### Written instruction
Lay out every line of the records below as a numbered list, leaving out any blank lines.

Coordinate annotation entries
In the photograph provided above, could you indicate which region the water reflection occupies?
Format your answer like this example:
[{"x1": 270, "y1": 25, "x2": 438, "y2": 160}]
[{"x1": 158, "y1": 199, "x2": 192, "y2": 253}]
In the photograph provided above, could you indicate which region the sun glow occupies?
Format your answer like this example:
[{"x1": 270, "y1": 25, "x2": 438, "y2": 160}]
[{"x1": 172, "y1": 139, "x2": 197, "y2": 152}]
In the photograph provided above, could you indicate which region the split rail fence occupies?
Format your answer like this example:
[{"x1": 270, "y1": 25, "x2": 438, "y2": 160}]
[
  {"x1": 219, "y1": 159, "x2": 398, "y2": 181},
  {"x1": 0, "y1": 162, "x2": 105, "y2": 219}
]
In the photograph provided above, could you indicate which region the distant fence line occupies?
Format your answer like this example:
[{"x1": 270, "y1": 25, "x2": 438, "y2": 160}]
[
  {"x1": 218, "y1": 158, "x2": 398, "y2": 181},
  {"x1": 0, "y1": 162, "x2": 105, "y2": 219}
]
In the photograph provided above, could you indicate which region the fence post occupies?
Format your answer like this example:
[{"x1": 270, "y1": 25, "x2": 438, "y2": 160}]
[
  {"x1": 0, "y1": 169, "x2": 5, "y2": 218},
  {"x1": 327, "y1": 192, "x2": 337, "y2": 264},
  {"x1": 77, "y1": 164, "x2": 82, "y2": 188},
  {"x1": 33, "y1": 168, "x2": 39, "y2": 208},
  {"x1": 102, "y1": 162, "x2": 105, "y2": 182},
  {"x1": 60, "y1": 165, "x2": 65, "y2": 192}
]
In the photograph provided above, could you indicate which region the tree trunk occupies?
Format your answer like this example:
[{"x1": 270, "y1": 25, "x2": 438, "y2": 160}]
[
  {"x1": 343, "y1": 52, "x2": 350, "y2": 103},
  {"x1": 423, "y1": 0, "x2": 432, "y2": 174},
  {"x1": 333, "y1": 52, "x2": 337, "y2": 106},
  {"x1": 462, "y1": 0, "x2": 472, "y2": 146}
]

### Result for this task
1. In the photograph provided above, could you indicate which region the water reflection occupies?
2. Format your answer like this example:
3. [{"x1": 270, "y1": 25, "x2": 438, "y2": 160}]
4. [{"x1": 158, "y1": 199, "x2": 192, "y2": 253}]
5. In the photograph provided above, could you indicate which region the sun glow occupies?
6. Format your answer like this example:
7. [{"x1": 270, "y1": 25, "x2": 438, "y2": 160}]
8. [{"x1": 172, "y1": 139, "x2": 197, "y2": 152}]
9. In the photograph provided above, could you indicate which region the split rail fence occupies?
10. Format your answer like this example:
11. [{"x1": 270, "y1": 25, "x2": 438, "y2": 160}]
12. [
13.   {"x1": 219, "y1": 159, "x2": 398, "y2": 181},
14.   {"x1": 0, "y1": 162, "x2": 105, "y2": 219}
15. ]
16. In the photograph provided above, could you indicate which region the distant fence line occupies?
17. Format your answer like this example:
18. [{"x1": 270, "y1": 25, "x2": 438, "y2": 160}]
19. [
20.   {"x1": 218, "y1": 158, "x2": 398, "y2": 181},
21.   {"x1": 0, "y1": 162, "x2": 105, "y2": 219}
22. ]
23. In the photograph provided above, could you indicate which region the fence post occupies?
24. Format your answer like this example:
25. [{"x1": 270, "y1": 25, "x2": 438, "y2": 160}]
26. [
27.   {"x1": 0, "y1": 169, "x2": 5, "y2": 218},
28.   {"x1": 327, "y1": 192, "x2": 337, "y2": 264},
29.   {"x1": 77, "y1": 164, "x2": 82, "y2": 188},
30.   {"x1": 33, "y1": 168, "x2": 39, "y2": 208},
31.   {"x1": 102, "y1": 162, "x2": 105, "y2": 182},
32.   {"x1": 60, "y1": 165, "x2": 65, "y2": 192}
33. ]
34. In the photograph provided above, could you indicate which region the tree trunk occupies?
35. Format your answer like this example:
36. [{"x1": 270, "y1": 25, "x2": 438, "y2": 160}]
37. [
38.   {"x1": 343, "y1": 52, "x2": 350, "y2": 103},
39.   {"x1": 423, "y1": 0, "x2": 432, "y2": 174},
40.   {"x1": 333, "y1": 52, "x2": 337, "y2": 106},
41.   {"x1": 462, "y1": 0, "x2": 472, "y2": 146}
42. ]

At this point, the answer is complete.